↓↓↓
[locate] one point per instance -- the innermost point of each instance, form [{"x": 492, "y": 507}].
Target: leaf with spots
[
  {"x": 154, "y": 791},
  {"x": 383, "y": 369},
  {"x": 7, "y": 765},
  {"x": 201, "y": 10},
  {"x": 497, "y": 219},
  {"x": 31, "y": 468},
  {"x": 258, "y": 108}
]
↑↑↑
↓↓↓
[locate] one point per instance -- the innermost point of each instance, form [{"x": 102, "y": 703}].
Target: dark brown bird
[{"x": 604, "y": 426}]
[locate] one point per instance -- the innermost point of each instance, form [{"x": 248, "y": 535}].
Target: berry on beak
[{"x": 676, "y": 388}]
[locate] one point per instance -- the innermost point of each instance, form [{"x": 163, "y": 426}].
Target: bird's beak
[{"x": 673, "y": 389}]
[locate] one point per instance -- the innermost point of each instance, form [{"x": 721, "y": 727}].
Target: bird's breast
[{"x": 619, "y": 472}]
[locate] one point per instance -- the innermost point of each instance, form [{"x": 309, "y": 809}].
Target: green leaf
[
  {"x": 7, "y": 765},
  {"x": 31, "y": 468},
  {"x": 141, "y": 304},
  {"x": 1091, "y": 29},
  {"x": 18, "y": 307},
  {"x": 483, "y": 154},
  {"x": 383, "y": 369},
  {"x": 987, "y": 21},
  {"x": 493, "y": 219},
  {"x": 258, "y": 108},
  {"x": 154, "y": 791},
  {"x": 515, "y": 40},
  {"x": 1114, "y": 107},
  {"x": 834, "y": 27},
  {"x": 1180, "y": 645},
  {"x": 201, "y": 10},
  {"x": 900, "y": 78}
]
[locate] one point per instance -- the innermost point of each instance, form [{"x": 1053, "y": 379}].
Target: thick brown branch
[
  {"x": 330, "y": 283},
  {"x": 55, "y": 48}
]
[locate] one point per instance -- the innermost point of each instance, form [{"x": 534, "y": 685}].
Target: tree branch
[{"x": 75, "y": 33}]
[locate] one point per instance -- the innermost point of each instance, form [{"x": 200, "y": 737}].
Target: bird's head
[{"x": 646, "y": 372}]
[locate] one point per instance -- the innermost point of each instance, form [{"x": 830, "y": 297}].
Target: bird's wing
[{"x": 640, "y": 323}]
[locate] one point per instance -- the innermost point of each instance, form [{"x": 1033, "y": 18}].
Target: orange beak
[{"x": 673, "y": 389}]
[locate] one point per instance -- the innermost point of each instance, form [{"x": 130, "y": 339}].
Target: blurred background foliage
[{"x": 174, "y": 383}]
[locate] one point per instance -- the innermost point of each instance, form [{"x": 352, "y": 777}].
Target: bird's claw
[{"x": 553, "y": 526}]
↑↑↑
## Problem statement:
From the listing above, show every line that contains the string "beak".

## Answer to the problem:
Target: berry on beak
Target: bird's beak
Target: orange beak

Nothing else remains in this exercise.